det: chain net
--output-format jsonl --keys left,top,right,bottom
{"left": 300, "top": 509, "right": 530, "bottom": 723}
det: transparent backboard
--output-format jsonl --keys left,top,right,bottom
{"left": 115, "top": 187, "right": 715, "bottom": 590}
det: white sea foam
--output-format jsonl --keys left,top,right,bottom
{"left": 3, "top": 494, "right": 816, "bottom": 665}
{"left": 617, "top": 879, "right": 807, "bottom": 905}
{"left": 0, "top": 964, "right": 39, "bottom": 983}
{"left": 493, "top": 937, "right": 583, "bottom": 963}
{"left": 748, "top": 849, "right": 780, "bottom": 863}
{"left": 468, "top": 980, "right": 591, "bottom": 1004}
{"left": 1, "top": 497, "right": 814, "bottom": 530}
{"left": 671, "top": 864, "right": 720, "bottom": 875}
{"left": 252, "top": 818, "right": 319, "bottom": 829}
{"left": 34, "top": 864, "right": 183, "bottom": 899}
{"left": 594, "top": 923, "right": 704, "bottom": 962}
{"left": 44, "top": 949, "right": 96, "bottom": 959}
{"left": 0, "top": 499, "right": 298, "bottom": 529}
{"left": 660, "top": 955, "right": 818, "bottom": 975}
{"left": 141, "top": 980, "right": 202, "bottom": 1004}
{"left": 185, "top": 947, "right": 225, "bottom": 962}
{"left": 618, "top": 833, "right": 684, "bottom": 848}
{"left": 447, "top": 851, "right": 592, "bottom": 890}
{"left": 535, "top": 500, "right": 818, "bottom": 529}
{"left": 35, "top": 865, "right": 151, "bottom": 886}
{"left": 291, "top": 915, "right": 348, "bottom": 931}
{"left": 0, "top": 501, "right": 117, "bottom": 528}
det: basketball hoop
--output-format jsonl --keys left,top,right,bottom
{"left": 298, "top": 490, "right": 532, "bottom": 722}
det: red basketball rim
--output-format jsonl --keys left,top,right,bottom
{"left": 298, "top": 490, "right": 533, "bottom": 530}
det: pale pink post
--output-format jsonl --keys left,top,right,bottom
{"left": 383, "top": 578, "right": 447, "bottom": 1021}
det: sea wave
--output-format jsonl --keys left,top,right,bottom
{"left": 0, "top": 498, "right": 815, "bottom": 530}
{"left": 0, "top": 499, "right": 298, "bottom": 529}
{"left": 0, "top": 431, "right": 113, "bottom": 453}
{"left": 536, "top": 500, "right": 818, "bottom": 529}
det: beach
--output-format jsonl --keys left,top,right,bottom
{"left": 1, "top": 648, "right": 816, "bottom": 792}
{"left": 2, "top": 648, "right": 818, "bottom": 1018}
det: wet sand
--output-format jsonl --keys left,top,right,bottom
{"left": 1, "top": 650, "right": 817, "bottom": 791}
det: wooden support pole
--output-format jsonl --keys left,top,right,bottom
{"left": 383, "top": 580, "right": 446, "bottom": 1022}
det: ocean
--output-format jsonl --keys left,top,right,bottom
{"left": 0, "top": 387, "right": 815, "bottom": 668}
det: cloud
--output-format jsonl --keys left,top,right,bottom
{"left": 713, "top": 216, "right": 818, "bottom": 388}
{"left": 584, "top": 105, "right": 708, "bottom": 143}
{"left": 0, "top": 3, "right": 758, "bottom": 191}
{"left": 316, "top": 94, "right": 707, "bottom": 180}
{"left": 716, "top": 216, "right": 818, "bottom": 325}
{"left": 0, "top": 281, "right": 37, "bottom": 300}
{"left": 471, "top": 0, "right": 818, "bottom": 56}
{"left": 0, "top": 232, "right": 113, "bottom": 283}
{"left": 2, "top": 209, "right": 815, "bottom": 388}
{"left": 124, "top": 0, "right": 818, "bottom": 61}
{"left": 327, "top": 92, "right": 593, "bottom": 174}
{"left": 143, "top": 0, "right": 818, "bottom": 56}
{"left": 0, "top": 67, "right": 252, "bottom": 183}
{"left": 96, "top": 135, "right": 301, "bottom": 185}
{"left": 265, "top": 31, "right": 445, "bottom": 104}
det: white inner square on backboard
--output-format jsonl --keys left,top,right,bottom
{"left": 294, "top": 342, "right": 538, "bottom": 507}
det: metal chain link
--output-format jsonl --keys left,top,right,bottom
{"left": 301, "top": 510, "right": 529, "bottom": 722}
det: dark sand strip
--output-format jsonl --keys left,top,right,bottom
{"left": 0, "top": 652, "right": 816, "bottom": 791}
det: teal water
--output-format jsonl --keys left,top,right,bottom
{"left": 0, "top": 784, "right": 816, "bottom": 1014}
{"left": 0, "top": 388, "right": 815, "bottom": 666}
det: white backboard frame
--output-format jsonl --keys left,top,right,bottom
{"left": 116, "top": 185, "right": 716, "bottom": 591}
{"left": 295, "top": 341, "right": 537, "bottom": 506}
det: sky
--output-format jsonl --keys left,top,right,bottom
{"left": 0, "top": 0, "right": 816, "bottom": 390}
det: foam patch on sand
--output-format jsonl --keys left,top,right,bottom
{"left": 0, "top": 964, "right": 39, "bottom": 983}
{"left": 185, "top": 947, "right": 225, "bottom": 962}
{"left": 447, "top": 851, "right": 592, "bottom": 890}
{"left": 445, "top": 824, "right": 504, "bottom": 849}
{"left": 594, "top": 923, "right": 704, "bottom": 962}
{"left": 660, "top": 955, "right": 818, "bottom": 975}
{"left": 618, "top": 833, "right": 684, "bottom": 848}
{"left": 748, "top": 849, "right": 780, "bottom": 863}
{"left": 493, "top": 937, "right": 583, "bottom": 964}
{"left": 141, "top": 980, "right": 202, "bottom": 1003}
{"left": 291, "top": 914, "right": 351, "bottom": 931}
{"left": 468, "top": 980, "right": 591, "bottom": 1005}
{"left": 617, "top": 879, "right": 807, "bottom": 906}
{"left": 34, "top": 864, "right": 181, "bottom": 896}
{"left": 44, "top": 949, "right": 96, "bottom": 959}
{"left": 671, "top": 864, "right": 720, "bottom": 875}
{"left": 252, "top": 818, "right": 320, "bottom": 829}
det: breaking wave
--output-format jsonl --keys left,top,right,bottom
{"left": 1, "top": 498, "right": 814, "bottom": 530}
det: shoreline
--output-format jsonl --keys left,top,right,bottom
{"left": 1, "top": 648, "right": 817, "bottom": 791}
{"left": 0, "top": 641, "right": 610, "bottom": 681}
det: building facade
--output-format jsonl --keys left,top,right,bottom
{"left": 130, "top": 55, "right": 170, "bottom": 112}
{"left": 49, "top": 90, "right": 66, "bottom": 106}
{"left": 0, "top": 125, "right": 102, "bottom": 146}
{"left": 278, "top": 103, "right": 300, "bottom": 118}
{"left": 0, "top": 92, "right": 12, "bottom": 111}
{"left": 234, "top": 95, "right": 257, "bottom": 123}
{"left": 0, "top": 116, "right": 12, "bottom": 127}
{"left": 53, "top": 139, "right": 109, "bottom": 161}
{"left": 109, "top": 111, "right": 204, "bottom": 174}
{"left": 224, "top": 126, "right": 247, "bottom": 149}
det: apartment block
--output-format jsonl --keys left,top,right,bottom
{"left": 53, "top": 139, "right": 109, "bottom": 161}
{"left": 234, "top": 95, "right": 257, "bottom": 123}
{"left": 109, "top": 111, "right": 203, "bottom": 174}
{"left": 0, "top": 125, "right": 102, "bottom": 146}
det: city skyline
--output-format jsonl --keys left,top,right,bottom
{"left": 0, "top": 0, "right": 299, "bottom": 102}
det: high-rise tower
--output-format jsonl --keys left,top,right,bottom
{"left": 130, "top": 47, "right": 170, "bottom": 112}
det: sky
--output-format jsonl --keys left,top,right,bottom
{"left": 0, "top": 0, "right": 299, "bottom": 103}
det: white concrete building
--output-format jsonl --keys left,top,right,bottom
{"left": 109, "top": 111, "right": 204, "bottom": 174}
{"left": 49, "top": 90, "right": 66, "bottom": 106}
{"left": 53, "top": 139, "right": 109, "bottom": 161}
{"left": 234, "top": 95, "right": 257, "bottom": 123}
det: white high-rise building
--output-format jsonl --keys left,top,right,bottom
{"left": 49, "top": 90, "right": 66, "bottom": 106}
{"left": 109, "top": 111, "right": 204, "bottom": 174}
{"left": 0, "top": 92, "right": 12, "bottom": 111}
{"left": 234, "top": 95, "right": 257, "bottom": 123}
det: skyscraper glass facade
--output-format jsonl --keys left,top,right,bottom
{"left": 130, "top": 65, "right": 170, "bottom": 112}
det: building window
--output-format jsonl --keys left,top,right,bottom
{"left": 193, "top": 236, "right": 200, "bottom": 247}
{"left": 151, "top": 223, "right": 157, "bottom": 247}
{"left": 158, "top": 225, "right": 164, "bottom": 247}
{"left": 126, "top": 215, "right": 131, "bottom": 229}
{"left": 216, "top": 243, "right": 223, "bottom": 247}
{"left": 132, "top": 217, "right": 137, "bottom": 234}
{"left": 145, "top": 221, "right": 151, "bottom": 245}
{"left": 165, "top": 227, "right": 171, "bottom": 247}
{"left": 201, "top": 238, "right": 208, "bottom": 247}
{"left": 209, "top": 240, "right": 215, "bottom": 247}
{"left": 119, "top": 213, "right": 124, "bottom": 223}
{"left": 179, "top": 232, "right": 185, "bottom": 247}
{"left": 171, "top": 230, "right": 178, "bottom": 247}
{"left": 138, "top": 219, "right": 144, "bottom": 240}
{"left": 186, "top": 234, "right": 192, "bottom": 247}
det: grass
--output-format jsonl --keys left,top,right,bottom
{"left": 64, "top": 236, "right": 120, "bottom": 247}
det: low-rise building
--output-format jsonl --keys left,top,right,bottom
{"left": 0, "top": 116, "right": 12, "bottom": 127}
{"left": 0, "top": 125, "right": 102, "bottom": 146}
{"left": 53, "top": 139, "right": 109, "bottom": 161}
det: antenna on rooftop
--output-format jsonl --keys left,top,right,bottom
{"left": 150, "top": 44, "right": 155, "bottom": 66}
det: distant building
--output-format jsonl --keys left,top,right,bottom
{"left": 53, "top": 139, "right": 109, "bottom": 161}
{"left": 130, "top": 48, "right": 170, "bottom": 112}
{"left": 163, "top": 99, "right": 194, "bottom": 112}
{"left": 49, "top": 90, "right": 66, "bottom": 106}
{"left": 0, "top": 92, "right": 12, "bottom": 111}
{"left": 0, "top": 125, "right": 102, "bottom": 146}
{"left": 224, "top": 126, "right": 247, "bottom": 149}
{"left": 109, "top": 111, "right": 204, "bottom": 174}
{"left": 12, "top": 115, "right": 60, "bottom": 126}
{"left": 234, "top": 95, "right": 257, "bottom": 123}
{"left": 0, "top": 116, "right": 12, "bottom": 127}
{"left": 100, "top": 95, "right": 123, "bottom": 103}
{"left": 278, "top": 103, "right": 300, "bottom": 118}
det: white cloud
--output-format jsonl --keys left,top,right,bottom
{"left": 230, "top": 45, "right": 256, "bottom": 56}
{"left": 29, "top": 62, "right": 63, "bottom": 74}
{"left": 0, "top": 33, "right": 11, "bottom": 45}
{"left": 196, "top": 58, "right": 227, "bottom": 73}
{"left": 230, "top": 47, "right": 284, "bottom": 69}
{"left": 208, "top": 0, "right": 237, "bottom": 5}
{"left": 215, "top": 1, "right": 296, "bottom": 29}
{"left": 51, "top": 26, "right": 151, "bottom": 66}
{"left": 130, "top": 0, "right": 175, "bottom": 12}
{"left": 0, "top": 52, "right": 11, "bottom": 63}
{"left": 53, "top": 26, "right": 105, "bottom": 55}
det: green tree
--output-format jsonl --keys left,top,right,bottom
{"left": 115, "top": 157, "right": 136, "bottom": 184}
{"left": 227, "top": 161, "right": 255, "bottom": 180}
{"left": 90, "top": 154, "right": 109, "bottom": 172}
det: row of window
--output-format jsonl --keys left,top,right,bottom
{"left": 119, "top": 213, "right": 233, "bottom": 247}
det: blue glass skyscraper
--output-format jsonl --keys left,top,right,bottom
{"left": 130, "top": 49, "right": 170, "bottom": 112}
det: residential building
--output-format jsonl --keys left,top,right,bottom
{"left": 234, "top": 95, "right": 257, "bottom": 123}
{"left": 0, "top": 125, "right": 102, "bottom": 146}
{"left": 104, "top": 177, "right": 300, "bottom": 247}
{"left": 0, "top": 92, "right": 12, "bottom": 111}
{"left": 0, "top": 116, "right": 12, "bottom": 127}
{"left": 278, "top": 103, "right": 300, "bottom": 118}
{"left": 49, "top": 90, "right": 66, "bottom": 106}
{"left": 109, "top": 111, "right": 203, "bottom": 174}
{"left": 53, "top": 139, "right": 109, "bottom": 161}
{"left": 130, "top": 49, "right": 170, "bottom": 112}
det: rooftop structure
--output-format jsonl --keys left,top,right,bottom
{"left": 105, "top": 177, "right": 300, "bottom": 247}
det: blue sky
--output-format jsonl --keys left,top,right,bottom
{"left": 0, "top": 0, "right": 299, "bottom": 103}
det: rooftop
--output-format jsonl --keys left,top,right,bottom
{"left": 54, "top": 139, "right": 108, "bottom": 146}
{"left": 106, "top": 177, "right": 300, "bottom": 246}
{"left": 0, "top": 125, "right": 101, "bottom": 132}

········

Exercise prompt
How many lines in the records above contain the string "building"? State the number and nothing more.

Answer to this problem
7